■ **What this task involves**: Every entry must come back exactly as it was written.

(Records excerpted from a collection)
******************************
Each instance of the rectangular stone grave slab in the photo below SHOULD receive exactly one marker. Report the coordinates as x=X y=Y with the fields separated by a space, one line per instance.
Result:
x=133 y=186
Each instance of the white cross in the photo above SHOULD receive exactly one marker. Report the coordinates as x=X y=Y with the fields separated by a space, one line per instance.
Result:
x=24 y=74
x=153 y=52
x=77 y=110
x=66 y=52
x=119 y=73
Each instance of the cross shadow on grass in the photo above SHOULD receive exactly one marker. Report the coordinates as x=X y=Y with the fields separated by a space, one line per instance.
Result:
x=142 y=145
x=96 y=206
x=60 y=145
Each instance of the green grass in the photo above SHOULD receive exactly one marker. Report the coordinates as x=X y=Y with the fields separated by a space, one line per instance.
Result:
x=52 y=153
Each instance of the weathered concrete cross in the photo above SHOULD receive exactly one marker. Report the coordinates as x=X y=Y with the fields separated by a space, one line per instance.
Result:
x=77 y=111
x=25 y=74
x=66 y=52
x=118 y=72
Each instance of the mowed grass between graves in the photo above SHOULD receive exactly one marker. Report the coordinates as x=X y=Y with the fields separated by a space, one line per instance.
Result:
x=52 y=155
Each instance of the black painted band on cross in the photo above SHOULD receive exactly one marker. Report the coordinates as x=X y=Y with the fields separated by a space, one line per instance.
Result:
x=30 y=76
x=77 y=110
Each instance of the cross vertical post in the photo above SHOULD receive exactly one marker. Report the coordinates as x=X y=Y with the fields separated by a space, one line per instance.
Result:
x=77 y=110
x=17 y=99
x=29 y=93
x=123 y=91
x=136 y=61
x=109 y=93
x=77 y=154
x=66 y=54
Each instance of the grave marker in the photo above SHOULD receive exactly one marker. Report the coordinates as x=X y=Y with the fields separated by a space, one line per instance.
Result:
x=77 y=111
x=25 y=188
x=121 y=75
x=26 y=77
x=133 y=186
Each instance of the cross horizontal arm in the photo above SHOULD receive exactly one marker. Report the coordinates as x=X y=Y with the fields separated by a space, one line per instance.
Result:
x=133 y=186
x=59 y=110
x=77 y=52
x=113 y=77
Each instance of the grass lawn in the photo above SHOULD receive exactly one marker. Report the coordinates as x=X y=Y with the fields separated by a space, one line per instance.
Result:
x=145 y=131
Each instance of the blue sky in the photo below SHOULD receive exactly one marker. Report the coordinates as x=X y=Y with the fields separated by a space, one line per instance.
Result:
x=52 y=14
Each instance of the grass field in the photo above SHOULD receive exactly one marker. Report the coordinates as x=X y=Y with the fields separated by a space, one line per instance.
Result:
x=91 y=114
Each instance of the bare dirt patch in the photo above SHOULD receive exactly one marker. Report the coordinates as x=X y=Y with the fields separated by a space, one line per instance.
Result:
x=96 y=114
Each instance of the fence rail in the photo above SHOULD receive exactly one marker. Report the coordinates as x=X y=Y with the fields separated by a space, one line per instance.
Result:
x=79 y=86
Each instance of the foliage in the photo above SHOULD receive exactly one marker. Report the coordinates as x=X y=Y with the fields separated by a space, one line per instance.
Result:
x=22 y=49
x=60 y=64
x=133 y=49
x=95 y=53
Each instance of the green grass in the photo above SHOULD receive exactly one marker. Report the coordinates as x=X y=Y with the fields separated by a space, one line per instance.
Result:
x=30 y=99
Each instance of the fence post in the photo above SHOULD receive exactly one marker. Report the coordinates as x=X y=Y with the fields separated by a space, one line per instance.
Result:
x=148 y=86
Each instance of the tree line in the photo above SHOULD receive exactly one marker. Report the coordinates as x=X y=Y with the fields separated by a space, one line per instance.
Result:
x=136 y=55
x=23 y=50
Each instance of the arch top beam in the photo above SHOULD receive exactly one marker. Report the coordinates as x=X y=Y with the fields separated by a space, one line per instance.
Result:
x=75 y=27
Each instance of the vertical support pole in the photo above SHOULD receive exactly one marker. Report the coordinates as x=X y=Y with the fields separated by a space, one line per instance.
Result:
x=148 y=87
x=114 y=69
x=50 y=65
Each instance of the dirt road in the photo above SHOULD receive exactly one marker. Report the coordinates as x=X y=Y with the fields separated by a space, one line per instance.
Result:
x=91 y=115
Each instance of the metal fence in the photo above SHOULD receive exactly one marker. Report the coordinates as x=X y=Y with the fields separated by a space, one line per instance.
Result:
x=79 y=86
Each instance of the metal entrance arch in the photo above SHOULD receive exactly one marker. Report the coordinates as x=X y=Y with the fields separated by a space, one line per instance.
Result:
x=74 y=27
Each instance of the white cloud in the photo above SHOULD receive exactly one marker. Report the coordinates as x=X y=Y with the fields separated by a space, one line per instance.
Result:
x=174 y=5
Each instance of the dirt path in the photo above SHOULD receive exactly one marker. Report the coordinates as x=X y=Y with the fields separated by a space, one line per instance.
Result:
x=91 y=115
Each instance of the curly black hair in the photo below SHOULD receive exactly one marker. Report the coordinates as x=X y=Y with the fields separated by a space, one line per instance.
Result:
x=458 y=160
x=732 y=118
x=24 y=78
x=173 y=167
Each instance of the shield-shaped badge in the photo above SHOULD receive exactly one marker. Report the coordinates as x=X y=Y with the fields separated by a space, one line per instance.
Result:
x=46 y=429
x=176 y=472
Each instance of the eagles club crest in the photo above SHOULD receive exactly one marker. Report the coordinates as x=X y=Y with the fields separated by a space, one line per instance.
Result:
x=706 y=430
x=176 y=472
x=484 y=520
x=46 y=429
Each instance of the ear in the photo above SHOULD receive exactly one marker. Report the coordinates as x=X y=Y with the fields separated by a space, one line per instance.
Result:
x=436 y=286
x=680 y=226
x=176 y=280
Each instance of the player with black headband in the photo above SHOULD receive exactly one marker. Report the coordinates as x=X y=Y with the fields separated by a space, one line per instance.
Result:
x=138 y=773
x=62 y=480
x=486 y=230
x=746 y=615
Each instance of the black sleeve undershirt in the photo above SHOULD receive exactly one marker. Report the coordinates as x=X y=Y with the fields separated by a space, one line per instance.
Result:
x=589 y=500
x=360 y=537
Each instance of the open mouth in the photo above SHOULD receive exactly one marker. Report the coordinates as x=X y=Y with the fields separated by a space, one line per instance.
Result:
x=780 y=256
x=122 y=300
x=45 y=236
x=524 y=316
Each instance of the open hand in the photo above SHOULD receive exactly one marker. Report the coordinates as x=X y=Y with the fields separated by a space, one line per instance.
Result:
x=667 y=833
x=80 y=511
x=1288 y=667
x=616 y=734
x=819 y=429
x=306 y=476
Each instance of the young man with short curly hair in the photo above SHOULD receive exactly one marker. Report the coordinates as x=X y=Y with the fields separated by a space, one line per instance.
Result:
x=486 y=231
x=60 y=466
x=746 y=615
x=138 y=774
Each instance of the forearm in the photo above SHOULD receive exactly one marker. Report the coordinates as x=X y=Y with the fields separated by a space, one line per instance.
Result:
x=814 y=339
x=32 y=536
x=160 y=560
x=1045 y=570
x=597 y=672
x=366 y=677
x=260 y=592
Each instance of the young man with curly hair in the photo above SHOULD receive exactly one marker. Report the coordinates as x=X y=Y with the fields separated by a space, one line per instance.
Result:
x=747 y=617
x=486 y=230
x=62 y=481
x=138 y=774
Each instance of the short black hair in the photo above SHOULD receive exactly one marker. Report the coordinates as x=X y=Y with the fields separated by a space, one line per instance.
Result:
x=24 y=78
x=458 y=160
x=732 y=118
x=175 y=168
******************************
■ **Written response**:
Each instance of the rectangular stone grave slab in the photo below SHOULD receive exactly one marker. Report the coordinates as x=X y=Y with the fields separated by a space, one line per instance.
Result:
x=133 y=186
Each instance of the white cross in the photo above SHOULD receive exactly one marker. Report the coordinates as x=X y=Y with the fields separated by a space, one line per instance.
Result:
x=24 y=74
x=153 y=52
x=77 y=110
x=66 y=52
x=119 y=73
Each instance of the cross shadow on grass in the photo above SHOULD receive exactly one marker. Report the coordinates as x=X y=Y with the fields separated by a space, one line per instance.
Result:
x=142 y=145
x=96 y=206
x=60 y=145
Each instance of the green grass in the photo above SHOULD receive exactly one marker. Report the coordinates as x=X y=Y with the fields separated by a space, one line per instance.
Result:
x=52 y=153
Each instance of the weathered concrete cross in the photo above SHOULD receive exactly one marker. Report the coordinates as x=X y=Y with the fields separated by a space, one line per instance.
Result:
x=77 y=111
x=25 y=74
x=66 y=52
x=118 y=72
Each instance of the mowed grass between graves in the photo above SHOULD receive exactly one marker. Report the coordinates as x=X y=Y with the fields separated by a space, one line per instance.
Result:
x=52 y=155
Each instance of the black painted band on cross in the photo above SHOULD receive exactly one marker. Report the coordinates as x=X y=Y with the fields separated by a space, one line per instance.
Result:
x=30 y=76
x=77 y=110
Each instance of the cross vertical post in the photo above SHOULD receive exactly one marker. Report the coordinates as x=X y=Y with the fields separated by a space, one line per instance.
Result:
x=77 y=110
x=17 y=99
x=29 y=93
x=123 y=91
x=136 y=61
x=109 y=93
x=77 y=154
x=66 y=54
Each instance of the grave marker in the photo above SHOULD receive exactly one marker. Report the coordinates as x=X y=Y with the fields separated by a space, one line per instance.
Result:
x=77 y=111
x=25 y=188
x=121 y=75
x=26 y=77
x=133 y=186
Each instance of the cross horizontal arm in the photo above SHOULD receive exactly one marker. Report the coordinates as x=X y=Y with the fields separated by a space, one line per instance.
Result:
x=133 y=186
x=59 y=110
x=77 y=52
x=113 y=77
Each instance of the grass lawn in the photo above SHOULD receive exactly one marker. Report the coordinates as x=X y=Y with the fields separated by a space, one line per instance.
Result:
x=145 y=131
Each instance of the blue sky in the photo below SHOULD receive exactly one marker. Report the coordinates as x=X y=Y with the fields separated by a space, one line per instance.
Result:
x=52 y=14
Each instance of the grass field in the photo above SHOULD receive exactly one marker. Report the coordinates as x=X y=Y with the fields separated by a space, one line per instance.
Result:
x=91 y=114
Each instance of the bare dirt patch in the photo above SHOULD receive exactly one marker. Report the coordinates as x=X y=Y with the fields separated by a space, one line per instance.
Result:
x=96 y=114
Each instance of the fence rail in the photo above SHOULD receive exactly one marker. Report the coordinates as x=X y=Y with the fields separated by a space, one line per instance.
Result:
x=79 y=86
Each instance of the foliage in the photo above SHOULD receive exactly one marker. Report the coordinates as x=X y=Y with the fields separated by a space, one line per instance.
Result:
x=22 y=49
x=60 y=64
x=133 y=49
x=95 y=53
Each instance of the green grass in the photo above SHOULD receive exactly one marker. Report the coordinates as x=X y=Y with the fields separated by a space, one line per instance.
Result:
x=30 y=99
Each instance of the fence post in the photo above SHOULD receive exactly one marker. Report the coordinates as x=X y=Y with the fields separated by a space, one line per instance.
Result:
x=148 y=86
Each instance of the tree line in the photo above SHOULD receive exactly one marker. Report the coordinates as x=X y=Y with the fields separated by a space, one line per instance.
Result:
x=136 y=55
x=23 y=50
Each instance of the arch top beam in the photo above SHOULD receive exactly one marker. Report the coordinates as x=X y=Y with the fields separated by a space, one line per instance.
Result:
x=75 y=27
Each instance of the vertical support pole in the photo above SHOULD receive exactly one marker. Report the coordinates as x=X y=Y with the fields separated by a space, one line per instance.
Result:
x=148 y=87
x=114 y=69
x=50 y=65
Each instance of the dirt road in the photo above SHOULD receive exactly one marker. Report the coordinates as x=X y=Y with the fields separated by a space, one line per instance.
Result:
x=91 y=115
Each instance of the metal fence in the photo above SHOULD receive exactly one marker. Report the coordinates as x=X y=Y with the fields separated by a space, one line per instance.
Result:
x=79 y=86
Each instance of the metal entrance arch in the photo above SHOULD receive exactly one marker. Report the coordinates as x=X y=Y with the fields separated by a space, one line per instance.
Result:
x=74 y=27
Each instance of the white cloud in the photo above SHOULD receive exactly one marker. Report the coordinates as x=X y=Y with the fields separated by a space, one line per instance.
Result:
x=174 y=5
Each instance of the dirt path in the photo above SHOULD receive exactly one marker. Report the coordinates as x=X y=Y with the fields separated by a space, one line per instance.
Result:
x=91 y=115
Each instance of the curly black hair in the photo below SHOULD receive exactly one marker. Report the coordinates as x=X y=Y with the fields separated by a space, one line per instance.
Result:
x=458 y=160
x=732 y=118
x=24 y=78
x=173 y=167
Each instance of the shield-shaped badge in the photo above SHOULD receive exactly one marker. Report the coordinates as x=X y=Y with the fields separated by a space, one line per instance.
Result:
x=46 y=429
x=176 y=472
Each instance of the eagles club crest in the photo above SHOULD receive exactly one marker. Report the coordinates as x=X y=Y with the fields separated by a space, one line per instance.
Result:
x=706 y=430
x=176 y=472
x=484 y=520
x=46 y=429
Each instance of the ear in the photo above SHOULD receive exactly one marker. Report the coordinates as x=X y=Y with the fields separated by a space, one line per instance.
Result:
x=436 y=286
x=680 y=226
x=176 y=280
Each instance of the player with black headband in the photo above SHOULD receive exactly one marker. Report the coordinates as x=X y=Y with the fields separated by a space, one line per instance.
Result:
x=138 y=773
x=62 y=480
x=486 y=230
x=746 y=615
Each instance of the black sleeve undershirt in the photo above SHOULD receive exactly one marker. Report the coordinates as x=X y=Y with the fields separated by a space, one line per instance.
Result:
x=589 y=500
x=360 y=537
Each instance of the open mouth in the photo above SHOULD receive exactly one marker. Report the coordinates as x=X y=Y with the fields separated by a space, one line per instance.
Result:
x=780 y=256
x=122 y=300
x=45 y=236
x=524 y=316
Each instance of the open hand in the photo above SHOULD receive exactly one marker. Report the coordinates as x=X y=Y with the fields separated by a space, one line per instance.
Result:
x=667 y=833
x=80 y=511
x=1288 y=667
x=616 y=734
x=819 y=429
x=306 y=476
Each instance of the young man with short curly hair in the photo above SHOULD receive exactly one marker. Report the coordinates as x=X y=Y with the fields separated by a space, one line per instance.
Result:
x=486 y=231
x=60 y=466
x=746 y=615
x=138 y=774
Each instance of the forearm in the photo above SHOULD receive exactly one marker. Report the coordinates as x=X y=Y with the fields separated by a space, one line per instance.
Result:
x=814 y=339
x=32 y=536
x=160 y=560
x=1045 y=570
x=597 y=672
x=366 y=677
x=260 y=592
Each instance of the young man with curly hair in the photo above SHOULD receive exactly one marker. Report the coordinates as x=X y=Y with the fields separated by a space, one line per instance.
Result:
x=747 y=617
x=486 y=230
x=62 y=481
x=138 y=774
Each instance of the short black hair in the photo above SHOULD receive exactly one marker. Report the coordinates as x=X y=Y with the fields separated by a space, one line per instance.
Result:
x=24 y=78
x=458 y=160
x=732 y=118
x=175 y=168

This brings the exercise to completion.